_ПОСТАНОВКА ЗАДАЧИ:_
Покажите все строки листинга ниже, в которых встречается строка «surface», с учетом регистра.

_ИСХОДНЫЕ ДАННЫЕ:_
————————

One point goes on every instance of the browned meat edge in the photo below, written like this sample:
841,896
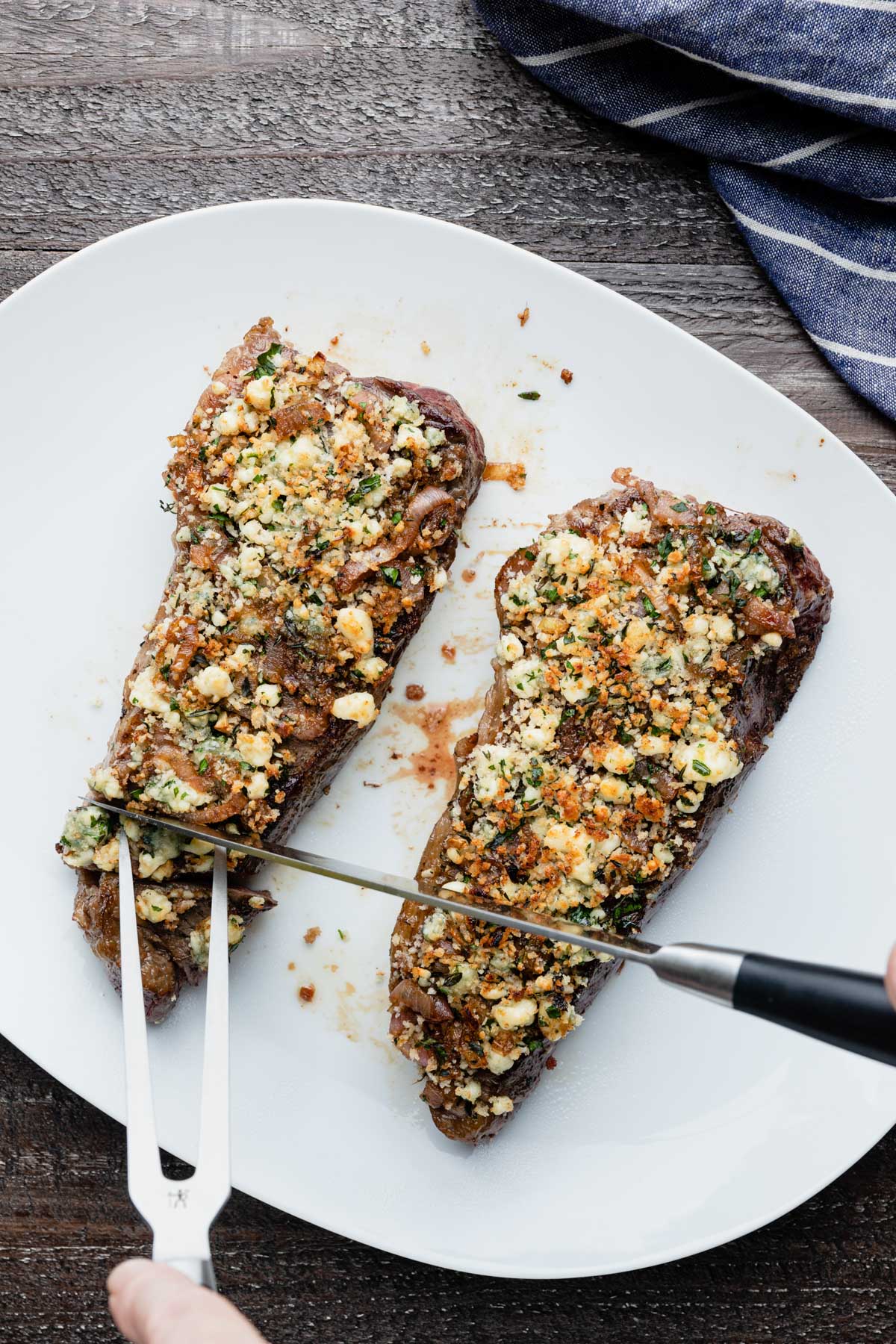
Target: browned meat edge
766,694
166,957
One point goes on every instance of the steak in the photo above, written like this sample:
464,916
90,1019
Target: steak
173,922
316,519
648,647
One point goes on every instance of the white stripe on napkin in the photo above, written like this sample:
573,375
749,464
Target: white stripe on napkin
808,245
551,58
860,100
810,149
684,107
836,349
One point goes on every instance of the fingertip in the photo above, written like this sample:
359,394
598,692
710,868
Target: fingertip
125,1275
889,979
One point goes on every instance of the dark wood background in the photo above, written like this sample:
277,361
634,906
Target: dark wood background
113,112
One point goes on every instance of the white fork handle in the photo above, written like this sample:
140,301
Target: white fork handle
199,1270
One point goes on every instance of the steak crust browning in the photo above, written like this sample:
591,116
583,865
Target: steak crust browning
316,519
172,930
648,645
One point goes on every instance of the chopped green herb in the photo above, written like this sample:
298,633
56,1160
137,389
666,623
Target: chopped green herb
368,484
265,364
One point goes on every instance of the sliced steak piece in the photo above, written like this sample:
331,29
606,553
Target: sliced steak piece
648,645
316,519
172,930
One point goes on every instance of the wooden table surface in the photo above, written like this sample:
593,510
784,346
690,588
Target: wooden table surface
114,112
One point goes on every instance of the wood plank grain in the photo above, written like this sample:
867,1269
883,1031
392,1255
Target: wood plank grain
113,112
822,1275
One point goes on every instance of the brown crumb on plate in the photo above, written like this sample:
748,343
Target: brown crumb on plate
511,472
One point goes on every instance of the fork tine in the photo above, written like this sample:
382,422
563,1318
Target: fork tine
214,1127
144,1167
179,1213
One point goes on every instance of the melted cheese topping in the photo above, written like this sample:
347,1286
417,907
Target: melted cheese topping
293,488
623,651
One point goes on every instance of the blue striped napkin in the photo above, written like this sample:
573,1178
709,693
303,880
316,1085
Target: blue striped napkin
794,104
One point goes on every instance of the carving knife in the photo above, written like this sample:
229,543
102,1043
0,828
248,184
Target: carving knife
845,1008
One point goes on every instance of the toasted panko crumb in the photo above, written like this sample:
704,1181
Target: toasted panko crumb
511,472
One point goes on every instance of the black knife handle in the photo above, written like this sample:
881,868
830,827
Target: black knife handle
845,1008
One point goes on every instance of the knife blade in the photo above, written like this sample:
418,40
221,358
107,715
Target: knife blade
844,1008
526,921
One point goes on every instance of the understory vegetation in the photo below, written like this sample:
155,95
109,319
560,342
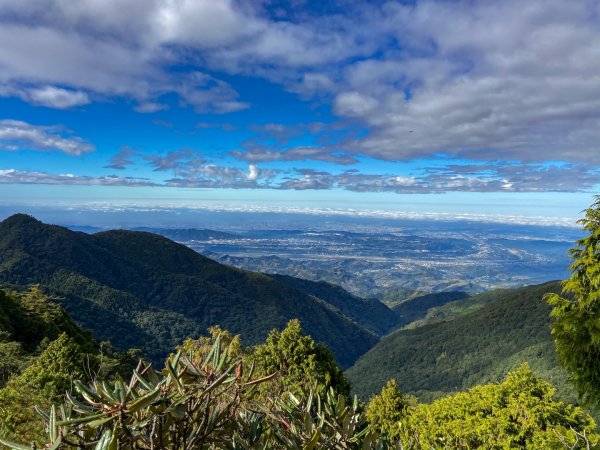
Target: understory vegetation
214,393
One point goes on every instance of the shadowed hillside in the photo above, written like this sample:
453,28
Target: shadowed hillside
142,290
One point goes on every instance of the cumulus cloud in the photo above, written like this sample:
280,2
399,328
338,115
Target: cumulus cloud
8,176
484,80
122,159
253,172
468,178
295,154
18,135
49,96
472,80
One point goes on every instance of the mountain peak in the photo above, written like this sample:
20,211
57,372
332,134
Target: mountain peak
20,219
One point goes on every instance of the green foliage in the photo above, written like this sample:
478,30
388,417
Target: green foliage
385,411
300,364
196,405
42,383
520,412
416,308
369,312
576,327
141,290
475,348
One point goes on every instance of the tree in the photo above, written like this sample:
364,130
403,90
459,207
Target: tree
576,327
520,412
300,364
42,383
386,410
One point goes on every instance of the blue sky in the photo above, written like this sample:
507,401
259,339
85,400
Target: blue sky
330,104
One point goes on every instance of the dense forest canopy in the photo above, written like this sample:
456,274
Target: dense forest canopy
62,389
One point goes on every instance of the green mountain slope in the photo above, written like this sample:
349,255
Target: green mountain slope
369,312
142,290
474,348
416,308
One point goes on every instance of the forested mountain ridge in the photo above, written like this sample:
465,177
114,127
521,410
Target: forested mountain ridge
139,289
474,348
369,312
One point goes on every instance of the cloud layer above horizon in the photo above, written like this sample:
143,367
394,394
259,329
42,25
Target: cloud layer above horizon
407,97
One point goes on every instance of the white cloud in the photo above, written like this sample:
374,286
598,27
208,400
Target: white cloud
253,172
10,176
49,96
57,97
482,80
18,135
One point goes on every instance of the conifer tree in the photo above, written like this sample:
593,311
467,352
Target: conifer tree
576,329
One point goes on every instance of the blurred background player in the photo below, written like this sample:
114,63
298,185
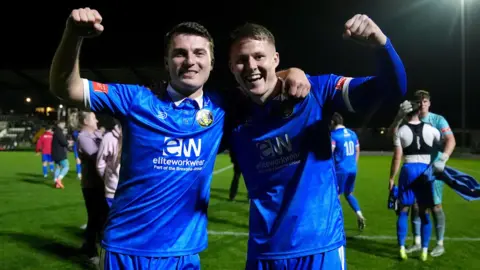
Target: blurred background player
108,161
414,141
75,153
346,151
59,153
439,157
44,146
93,189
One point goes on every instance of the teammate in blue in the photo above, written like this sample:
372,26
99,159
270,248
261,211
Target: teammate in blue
75,153
158,219
284,149
440,157
414,142
346,151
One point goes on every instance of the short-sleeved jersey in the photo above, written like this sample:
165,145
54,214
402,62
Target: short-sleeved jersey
284,153
44,143
417,141
344,144
167,160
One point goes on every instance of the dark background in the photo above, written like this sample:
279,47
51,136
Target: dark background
426,34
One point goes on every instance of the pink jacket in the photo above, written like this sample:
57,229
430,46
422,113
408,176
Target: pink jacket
108,162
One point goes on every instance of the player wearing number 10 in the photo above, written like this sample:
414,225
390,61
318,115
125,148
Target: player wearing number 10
346,151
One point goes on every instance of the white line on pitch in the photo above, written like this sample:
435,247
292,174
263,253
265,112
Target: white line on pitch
367,237
222,169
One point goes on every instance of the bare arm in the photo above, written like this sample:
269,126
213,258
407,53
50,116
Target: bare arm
296,82
65,81
102,156
395,165
450,144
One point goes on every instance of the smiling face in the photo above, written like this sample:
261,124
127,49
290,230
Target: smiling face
253,60
188,57
189,62
253,63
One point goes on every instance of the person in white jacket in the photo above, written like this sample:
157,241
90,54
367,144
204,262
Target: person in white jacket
108,161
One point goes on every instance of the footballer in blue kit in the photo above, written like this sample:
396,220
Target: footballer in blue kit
440,156
346,151
284,150
171,137
414,144
75,153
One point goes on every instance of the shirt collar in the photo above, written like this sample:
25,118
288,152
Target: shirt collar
179,98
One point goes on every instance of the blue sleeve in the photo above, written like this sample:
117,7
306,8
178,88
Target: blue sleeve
362,94
443,126
113,99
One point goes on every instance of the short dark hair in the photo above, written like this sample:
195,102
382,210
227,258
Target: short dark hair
253,31
188,28
416,104
421,94
337,119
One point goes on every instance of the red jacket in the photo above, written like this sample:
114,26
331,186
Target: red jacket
44,143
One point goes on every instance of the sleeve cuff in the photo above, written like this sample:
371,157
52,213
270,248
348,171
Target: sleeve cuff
86,93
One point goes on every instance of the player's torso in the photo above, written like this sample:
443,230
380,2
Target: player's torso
168,154
417,141
345,150
287,166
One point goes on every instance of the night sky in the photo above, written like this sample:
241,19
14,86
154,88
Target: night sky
426,34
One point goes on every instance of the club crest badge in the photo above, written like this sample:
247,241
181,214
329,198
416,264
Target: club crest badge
204,117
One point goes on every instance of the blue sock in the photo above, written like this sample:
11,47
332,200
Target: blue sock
402,228
353,202
416,223
426,230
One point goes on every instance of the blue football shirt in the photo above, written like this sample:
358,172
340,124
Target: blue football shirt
75,142
285,155
344,142
168,156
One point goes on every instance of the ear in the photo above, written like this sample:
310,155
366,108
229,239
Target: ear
165,62
276,59
230,65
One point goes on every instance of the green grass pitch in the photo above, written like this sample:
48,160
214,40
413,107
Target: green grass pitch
39,225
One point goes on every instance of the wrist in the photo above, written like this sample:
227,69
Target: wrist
444,157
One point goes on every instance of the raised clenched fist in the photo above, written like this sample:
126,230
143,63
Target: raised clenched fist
85,22
364,30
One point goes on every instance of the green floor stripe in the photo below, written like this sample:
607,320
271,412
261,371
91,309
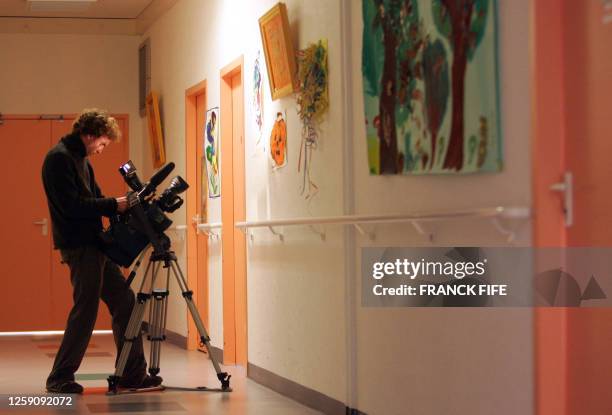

————————

_РЕЗУЛЬТАТ ВЫПОЛНЕНИЯ:_
One point goes on every instance of the wooden table surface in the photo above, written like this sample:
Target: wooden table surface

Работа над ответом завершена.